**What to do**
In the passage on digital tokens below, how are the miners, or validators, of blockchains such as Bitcoin and Ethereum rewarded for mining a successful block?

**Supplied passage**
▽

A token is a tradeable digital asset that exists on a distributed ledger (usually a blockchain) that is controlled by a private cryptographic key (Voshmgir 2020). While the tokens discussed in this paper have a wide variety of technical and economic characteristics, broadly speaking we can distinguish two general categories. The first category consists of tokens that natively form part of the consensus mechanism of the underlying blockchain. The most prominent of these are Bitcoin and Ethereum. The miners, or validators, of these blockchains, are rewarded for mining a successful block by being issued newly minted tokens (BTC and ETH respectively). This means that the supply of tokens at the time of the genesis of the blockchain is significantly less than the supply in the long run, even if the rate of new issuance reduces over time (see Voshmgir 2020, Eliason 2022a). Typically (although not always) these tokens are the means of payment for transaction fees for their blockchain – that is, the tokens provide some utility to the user (see Eliason 2022b).

△

[Referring expression data]

▽

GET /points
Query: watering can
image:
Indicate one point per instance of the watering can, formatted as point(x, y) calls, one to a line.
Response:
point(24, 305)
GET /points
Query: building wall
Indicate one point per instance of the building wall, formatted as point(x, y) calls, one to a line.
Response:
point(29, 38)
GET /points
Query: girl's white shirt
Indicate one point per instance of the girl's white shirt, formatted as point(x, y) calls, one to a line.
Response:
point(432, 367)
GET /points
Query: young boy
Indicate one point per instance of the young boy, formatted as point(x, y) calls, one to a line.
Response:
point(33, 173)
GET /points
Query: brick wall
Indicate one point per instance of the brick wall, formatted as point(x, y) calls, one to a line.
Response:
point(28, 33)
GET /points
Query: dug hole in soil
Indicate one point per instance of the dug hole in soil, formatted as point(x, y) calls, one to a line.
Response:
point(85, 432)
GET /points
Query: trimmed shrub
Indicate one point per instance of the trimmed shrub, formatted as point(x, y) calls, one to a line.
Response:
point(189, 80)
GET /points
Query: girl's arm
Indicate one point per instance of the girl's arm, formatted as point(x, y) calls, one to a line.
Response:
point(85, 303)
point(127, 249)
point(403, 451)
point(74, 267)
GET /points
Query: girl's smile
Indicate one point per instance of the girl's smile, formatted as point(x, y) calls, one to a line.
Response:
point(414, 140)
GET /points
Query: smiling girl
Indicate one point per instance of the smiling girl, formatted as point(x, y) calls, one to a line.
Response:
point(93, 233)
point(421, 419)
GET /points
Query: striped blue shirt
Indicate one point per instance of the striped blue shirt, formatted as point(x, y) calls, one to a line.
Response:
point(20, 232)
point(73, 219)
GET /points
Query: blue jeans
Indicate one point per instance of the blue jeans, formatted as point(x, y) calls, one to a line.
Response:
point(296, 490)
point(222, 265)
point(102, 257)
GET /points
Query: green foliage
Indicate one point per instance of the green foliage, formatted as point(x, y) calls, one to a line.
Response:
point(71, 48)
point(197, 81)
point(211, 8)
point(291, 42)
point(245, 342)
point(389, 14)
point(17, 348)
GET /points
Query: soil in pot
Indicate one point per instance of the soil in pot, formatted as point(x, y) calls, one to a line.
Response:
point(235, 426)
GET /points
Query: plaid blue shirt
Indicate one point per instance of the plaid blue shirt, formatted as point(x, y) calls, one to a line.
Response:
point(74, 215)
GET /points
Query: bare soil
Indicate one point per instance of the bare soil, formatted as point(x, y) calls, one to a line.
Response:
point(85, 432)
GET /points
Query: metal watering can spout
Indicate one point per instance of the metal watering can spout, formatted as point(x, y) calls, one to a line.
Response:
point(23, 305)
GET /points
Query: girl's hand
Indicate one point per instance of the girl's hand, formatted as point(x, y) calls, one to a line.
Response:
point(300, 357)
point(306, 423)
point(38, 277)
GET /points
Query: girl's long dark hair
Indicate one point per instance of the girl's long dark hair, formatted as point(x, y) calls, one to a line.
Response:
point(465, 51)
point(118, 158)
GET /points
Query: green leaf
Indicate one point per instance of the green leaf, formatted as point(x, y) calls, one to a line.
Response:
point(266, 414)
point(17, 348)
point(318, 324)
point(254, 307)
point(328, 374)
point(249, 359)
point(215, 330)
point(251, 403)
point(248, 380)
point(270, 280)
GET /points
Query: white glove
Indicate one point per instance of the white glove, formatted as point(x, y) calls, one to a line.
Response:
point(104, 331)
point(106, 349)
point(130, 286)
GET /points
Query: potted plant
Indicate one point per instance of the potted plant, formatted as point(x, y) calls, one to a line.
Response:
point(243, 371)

△

**Response to the exercise**
They are issued newly minted tokens (BTC and ETH respectively).